BEGIN Supplied records

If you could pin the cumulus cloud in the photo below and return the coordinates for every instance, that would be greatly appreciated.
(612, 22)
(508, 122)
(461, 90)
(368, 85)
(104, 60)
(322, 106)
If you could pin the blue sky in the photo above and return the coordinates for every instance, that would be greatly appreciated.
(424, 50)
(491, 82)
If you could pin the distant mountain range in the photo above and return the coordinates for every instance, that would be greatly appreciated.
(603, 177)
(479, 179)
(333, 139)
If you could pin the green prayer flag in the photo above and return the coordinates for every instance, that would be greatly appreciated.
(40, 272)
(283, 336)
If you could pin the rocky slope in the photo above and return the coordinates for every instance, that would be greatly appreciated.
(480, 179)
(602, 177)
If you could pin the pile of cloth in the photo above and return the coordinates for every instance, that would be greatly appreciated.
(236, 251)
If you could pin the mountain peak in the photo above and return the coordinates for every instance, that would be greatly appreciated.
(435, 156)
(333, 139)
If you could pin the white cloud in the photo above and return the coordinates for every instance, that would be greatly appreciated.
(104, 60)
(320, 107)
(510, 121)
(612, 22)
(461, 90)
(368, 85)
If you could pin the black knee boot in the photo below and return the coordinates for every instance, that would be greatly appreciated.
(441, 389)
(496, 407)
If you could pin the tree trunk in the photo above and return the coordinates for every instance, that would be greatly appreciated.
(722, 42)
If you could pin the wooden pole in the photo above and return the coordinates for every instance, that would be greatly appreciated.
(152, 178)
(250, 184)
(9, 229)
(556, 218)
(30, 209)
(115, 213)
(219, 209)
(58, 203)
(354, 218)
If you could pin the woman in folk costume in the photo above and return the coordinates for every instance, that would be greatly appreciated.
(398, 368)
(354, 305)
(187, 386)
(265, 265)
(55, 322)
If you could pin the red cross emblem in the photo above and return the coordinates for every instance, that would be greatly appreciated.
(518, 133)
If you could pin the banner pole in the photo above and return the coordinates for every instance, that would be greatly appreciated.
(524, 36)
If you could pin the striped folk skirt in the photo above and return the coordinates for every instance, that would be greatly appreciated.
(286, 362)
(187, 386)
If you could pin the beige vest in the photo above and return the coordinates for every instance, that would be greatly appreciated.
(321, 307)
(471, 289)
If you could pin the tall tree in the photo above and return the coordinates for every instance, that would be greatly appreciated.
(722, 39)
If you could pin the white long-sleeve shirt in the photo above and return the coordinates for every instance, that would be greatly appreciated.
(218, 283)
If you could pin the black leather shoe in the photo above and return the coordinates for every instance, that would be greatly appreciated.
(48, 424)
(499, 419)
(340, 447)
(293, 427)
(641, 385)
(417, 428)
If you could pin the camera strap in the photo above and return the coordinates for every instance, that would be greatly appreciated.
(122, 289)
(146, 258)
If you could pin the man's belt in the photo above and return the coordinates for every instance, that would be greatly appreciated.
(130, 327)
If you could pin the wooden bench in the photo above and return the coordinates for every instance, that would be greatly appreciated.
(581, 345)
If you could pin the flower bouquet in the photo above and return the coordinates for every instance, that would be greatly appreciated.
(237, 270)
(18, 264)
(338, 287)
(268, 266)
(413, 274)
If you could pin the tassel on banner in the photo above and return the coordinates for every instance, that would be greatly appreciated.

END Supplied records

## Exercise goal
Extract the full listing and reproduce each line exactly.

## Output below
If you could pin the cumulus cloud in the photo below and return the coordinates for every instance, that would be greatly appreciated.
(612, 22)
(508, 122)
(461, 90)
(368, 85)
(104, 60)
(322, 106)
If you could pin the blue sky in the photo above and return the coordinates for every instance, that would be greatly appreciated.
(424, 50)
(491, 82)
If you could pin the distant mountain range in the photo above and return the coordinates for every instance, that would be greatly appreciated.
(603, 177)
(479, 179)
(333, 139)
If you could pin the green prayer flag in the photo above and return the coordinates for every instance, that would be greatly appreciated.
(40, 272)
(283, 336)
If you could pin the rocky slope in the photo above and return the coordinates for every instance, that would be greatly appreciated.
(480, 179)
(602, 177)
If you could pin the pile of cloth in the photo above and return the coordinates for every instance, that would be greatly appreciated.
(236, 251)
If you could pin the mountain peak in the photo above and return the coordinates for every instance, that would be greatly appreciated.
(435, 156)
(333, 139)
If you could pin the white cloud in the photo above and return the coordinates for every instance, that would be greatly appreciated.
(104, 60)
(320, 107)
(510, 121)
(612, 22)
(461, 90)
(368, 85)
If you could pin the black knee boot in the photo below and return the coordinates for every instance, that would be greatly appreciated.
(441, 389)
(496, 407)
If you could pin the tree trunk in the photo above and return the coordinates for every instance, that would be greatly appreciated.
(722, 42)
If you could pin the wooden pole in the photo above and return the coordinates for every instance, that would be greatly appreciated.
(152, 178)
(250, 184)
(9, 229)
(556, 218)
(30, 209)
(115, 213)
(219, 209)
(58, 203)
(354, 218)
If you could pin the woman in folk costume in the photo above and return the coordinates for every instance, that would be greatly appreciated.
(398, 368)
(354, 305)
(187, 386)
(265, 265)
(55, 322)
If you could pin the red cross emblem in the photo above and return the coordinates for every instance, that would be greatly appreciated.
(518, 133)
If you could pin the banner pole in the photo above and return the coordinates for every instance, that would be greatly appreciated.
(524, 36)
If you could pin the striped folk skirt in the photo above and return the coordinates for every instance, that would be greatly appreciated.
(286, 362)
(187, 386)
If you could pin the beige vest in the photo above and return the coordinates for every instance, that would be greatly appreciated.
(321, 307)
(471, 289)
If you could pin the tall tree in the photo above and return the coordinates for every instance, that would be greatly appreciated.
(722, 39)
If you could pin the white long-sleeve shirt in the photo above and return the coordinates for every instance, that would be greatly appreciated.
(218, 283)
If you could pin the black leather shoe in the photo above and return the coordinates for every instance, that would be greatly appreciated.
(48, 424)
(499, 419)
(340, 447)
(293, 427)
(641, 385)
(417, 428)
If you could pin the camera strap in the photo above and return the coordinates for every instance, that would be greatly appreciated.
(122, 289)
(146, 258)
If you could pin the man's belt in the photo above and return the coordinates for every instance, that would be greatly appreciated.
(130, 327)
If you could pin the wooden bench in the photo above and return the coordinates for every instance, that would be greatly appreciated.
(581, 345)
If you could pin the flower bouquet in the photo above and return the coordinates for every instance, that would be greatly appreciated.
(237, 270)
(18, 264)
(338, 287)
(268, 266)
(413, 274)
If you could pin the tassel on banner in the photo above and return the coordinates for every instance, that would be greatly appreciated.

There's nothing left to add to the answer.